* **BRIEF**: Report each line of the material that contains the word "after", matching case exactly.

* **PROVIDED RECORDS**:
^^^^^^^^^^^^^^^^

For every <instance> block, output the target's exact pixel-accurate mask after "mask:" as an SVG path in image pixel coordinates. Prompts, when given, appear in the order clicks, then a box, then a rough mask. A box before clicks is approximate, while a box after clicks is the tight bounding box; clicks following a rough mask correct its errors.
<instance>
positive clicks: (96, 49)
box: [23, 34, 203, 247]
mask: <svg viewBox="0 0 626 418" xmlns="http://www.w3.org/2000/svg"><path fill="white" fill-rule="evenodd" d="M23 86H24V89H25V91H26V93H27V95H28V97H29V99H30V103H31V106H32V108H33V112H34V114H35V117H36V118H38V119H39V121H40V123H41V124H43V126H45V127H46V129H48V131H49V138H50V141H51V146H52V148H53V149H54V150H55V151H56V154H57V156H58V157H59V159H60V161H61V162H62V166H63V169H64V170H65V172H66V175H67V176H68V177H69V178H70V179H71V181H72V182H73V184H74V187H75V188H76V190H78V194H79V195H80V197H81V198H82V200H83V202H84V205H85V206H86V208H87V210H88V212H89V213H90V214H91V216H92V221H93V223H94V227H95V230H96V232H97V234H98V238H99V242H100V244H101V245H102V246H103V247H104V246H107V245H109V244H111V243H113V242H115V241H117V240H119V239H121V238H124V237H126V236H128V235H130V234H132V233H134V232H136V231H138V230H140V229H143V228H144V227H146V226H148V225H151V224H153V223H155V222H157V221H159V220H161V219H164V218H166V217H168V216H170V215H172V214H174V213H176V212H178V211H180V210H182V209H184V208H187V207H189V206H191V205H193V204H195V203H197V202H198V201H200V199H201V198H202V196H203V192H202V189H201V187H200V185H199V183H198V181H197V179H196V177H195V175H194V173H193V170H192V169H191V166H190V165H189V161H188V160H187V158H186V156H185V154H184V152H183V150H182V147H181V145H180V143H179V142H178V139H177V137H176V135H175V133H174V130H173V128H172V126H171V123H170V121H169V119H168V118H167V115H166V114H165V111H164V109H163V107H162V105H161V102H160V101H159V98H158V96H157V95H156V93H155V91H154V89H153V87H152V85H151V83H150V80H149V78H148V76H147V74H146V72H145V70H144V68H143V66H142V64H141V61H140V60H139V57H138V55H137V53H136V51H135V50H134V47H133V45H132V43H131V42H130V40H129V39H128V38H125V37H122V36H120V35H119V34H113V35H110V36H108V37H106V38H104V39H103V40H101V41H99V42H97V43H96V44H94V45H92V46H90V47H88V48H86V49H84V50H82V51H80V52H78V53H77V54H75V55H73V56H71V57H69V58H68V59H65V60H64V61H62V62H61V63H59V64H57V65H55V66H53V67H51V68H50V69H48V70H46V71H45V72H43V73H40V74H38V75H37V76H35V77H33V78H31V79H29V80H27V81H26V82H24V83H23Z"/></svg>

^^^^^^^^^^^^^^^^

* **SOLUTION TO THIS PROBLEM**:
For every <instance> block, output the target's exact pixel-accurate mask after "mask:" as an SVG path in image pixel coordinates. Prompts, when given, appear in the order clicks, then a box, then a rough mask. A box before clicks is approximate, while a box after clicks is the tight bounding box; clicks following a rough mask correct its errors.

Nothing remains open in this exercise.